▶ _Brief 1_
Which work does Simon Cozens recommend in the thread as a guide to parsing TeX?

▶ _Selection_
====

Google Groups no longer supports new Usenet posts or subscriptions. Historical content remains viewable.
Dismiss

YACC or Bison grammar for TeX or latex

549 views
Skip to first unread message

Justin R. Smith

unread,
Dec 5, 1998, 3:00:00 AM12/5/98
to
Do these exist anywhere? I want to write a C++ program that can parse TeX.

--
______________________________________________________________________
|
Time blows wildly against my door | Justin R. Smith
Stirring discarded sorrows | Department of Mathematics and
Like dead leaves of summers past | Computer Science
Memories of forgotten lore 11/21/98 | Drexel University
Making way for new tomorrows | Philadelphia, PA 19104
New hopes, new fears, |
and new ways that last | Office: (215) 895-1847
|
© Justin R. Smith, March 14, 1994 | Fax: (215) 895-1582

Home page: http://www.mcs.drexel.edu/~jsmith


James Kilfiger

unread,
Dec 5, 1998, 3:00:00 AM12/5/98
to
Justin R. Smith wrote:
> Do these exist anywhere? I want to write a C++ program that can parse TeX.

It doesn't, and probably can't, because TeX is a macro expansion
language, and there is the possiblity of arbitary catcode changes (etc,
etc), any sequence of characters has the potential to be valid TeX.

James


Simon Cozens

unread,
Dec 5, 1998, 3:00:00 AM12/5/98
to
James Kilfiger (comp.text.tex):

Yes, I've tried something similar, and found this out. The only way to
parse TeX, IMHO, is like TeX parses TeX. Have a look at TeX: The Program.
(Or weave and print out the web file)

====

▶ _Brief 2_
Shift every answer coordinate in the listing by -46. Write out the listing lines from the one containing "For each instance of the wood" through the one containing "[[276, 331]]", inclusive, with the requests included and their sample coordinates left as they are.

▶ _Exercise materials_

====

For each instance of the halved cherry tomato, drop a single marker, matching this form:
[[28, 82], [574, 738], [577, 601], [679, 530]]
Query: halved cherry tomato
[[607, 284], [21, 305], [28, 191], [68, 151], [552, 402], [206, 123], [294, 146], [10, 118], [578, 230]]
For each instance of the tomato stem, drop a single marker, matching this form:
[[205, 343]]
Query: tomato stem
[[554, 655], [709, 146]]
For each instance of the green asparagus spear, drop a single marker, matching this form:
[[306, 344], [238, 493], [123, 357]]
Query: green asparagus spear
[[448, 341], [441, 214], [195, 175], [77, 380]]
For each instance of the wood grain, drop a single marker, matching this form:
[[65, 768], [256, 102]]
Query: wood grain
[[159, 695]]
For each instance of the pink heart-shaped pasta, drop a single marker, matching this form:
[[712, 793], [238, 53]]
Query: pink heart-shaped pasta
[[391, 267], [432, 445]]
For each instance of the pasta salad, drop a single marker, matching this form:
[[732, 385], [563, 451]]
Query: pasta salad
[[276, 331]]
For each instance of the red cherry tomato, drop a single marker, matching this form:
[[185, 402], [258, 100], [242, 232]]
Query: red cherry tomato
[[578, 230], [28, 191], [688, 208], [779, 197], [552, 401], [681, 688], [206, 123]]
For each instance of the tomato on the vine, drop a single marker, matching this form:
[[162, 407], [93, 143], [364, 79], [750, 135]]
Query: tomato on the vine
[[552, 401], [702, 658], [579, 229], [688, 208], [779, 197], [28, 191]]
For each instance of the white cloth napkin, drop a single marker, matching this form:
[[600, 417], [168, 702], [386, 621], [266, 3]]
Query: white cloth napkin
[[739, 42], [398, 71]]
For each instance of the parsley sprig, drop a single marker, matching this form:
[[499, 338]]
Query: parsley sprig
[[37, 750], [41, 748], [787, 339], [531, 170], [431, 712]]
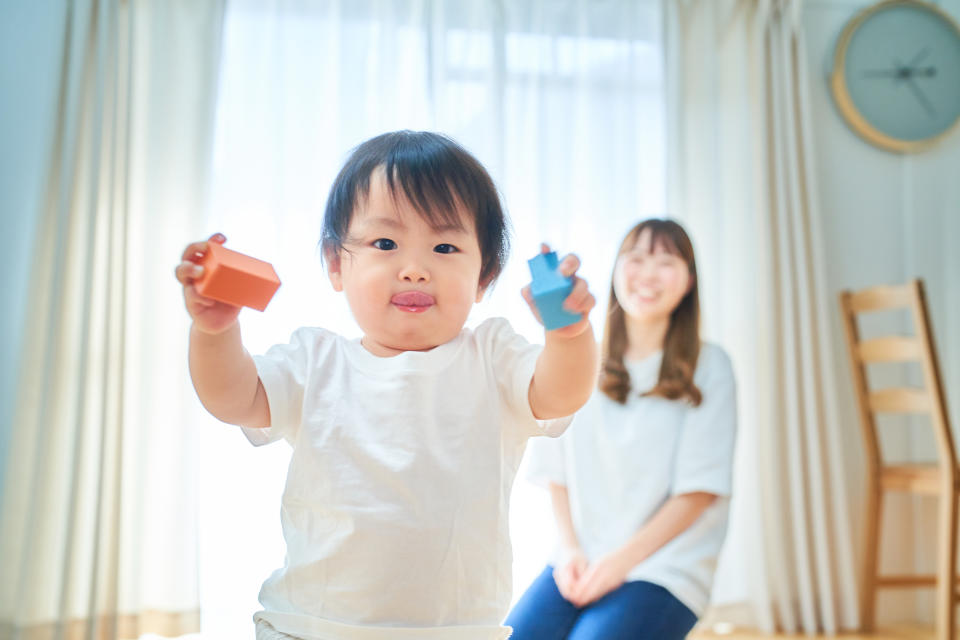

====

▶ _Solution 1_
TeX: The Program

▶ _Solution 2_
For each instance of the wood grain, drop a single marker, matching this form:
[[65, 768], [256, 102]]
Query: wood grain
[[113, 649]]
For each instance of the pink heart-shaped pasta, drop a single marker, matching this form:
[[712, 793], [238, 53]]
Query: pink heart-shaped pasta
[[345, 221], [386, 399]]
For each instance of the pasta salad, drop a single marker, matching this form:
[[732, 385], [563, 451]]
Query: pasta salad
[[230, 285]]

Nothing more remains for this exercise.